=== Directions for this task ===
Rewrite the material below with every "even-odd rule" changed to "nonzero winding rule" and nothing else altered.

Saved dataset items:
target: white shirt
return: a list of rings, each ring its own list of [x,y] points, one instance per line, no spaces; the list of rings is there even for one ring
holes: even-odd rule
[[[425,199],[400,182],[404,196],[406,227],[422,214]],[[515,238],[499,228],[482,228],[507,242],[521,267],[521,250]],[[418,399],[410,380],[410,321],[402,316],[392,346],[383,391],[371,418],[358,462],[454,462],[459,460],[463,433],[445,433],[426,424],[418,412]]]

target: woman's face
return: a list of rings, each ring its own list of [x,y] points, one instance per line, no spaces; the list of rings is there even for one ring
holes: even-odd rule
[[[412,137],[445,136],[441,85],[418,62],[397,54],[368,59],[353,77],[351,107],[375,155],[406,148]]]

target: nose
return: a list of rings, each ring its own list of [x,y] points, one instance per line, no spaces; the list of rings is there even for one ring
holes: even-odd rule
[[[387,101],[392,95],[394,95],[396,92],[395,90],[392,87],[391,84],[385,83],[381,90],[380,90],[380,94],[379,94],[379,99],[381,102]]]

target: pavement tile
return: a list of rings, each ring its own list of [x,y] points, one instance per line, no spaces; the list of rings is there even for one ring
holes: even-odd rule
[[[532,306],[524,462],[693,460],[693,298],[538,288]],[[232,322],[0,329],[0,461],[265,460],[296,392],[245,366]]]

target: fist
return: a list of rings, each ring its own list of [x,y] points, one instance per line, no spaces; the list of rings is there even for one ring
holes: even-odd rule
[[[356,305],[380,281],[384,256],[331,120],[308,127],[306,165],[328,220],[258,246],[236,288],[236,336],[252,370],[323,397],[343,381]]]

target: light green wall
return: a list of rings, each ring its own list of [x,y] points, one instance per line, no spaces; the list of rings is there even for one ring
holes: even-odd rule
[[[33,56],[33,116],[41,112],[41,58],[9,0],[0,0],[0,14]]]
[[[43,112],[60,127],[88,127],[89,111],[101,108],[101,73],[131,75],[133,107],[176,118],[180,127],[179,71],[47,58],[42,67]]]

=== Task output ===
target: white shirt
return: a list of rings, each ring its own list of [x,y] points, one instance per line, no spaces; the list of rings is there even for one ring
holes: nonzero winding rule
[[[425,199],[400,182],[404,196],[406,227],[422,214]],[[515,238],[499,228],[482,228],[507,242],[521,267],[521,250]],[[418,399],[410,380],[410,321],[402,316],[392,346],[383,391],[371,418],[358,462],[454,462],[459,460],[463,433],[445,433],[426,424],[418,412]]]

target: woman's face
return: a list of rings, each ring its own list of [x,y] points, one instance per line, no spaces; the list of rings is there even for one ring
holes: nonzero winding rule
[[[412,137],[445,136],[441,85],[418,62],[397,54],[368,59],[353,77],[351,107],[375,155],[406,148]]]

target: nose
return: a list of rings, each ring its own list of [x,y] points, one instance per line, no spaces; the list of rings is there even for one ring
holes: nonzero winding rule
[[[387,101],[392,95],[394,95],[396,92],[395,90],[392,87],[391,84],[385,83],[381,90],[380,90],[380,94],[379,94],[379,99],[381,102]]]

target: pavement tile
return: a list of rings, each ring its own list of [x,y] points, one instance per line, no spaces; the list of rings is there even for one ring
holes: nonzero winding rule
[[[532,306],[524,462],[693,460],[693,298],[538,288]],[[232,322],[0,329],[0,461],[265,460],[296,392],[245,366]]]

target: fist
return: a list of rings, each ring its own list of [x,y] points, one instance per line, no spaces; the list of rings is there even for one ring
holes: nonzero winding rule
[[[356,305],[380,281],[384,256],[331,120],[308,127],[306,165],[328,220],[258,246],[236,288],[236,336],[252,370],[323,397],[343,381]]]

target: light green wall
return: a list of rings, each ring its own list of [x,y] points, one instance per line, no spaces; the list of rings is there even for one ring
holes: nonzero winding rule
[[[33,56],[33,116],[41,112],[41,58],[9,0],[0,0],[0,14]]]
[[[43,112],[60,127],[88,127],[89,111],[101,108],[101,73],[131,75],[133,107],[176,118],[180,127],[179,71],[47,58],[42,67]]]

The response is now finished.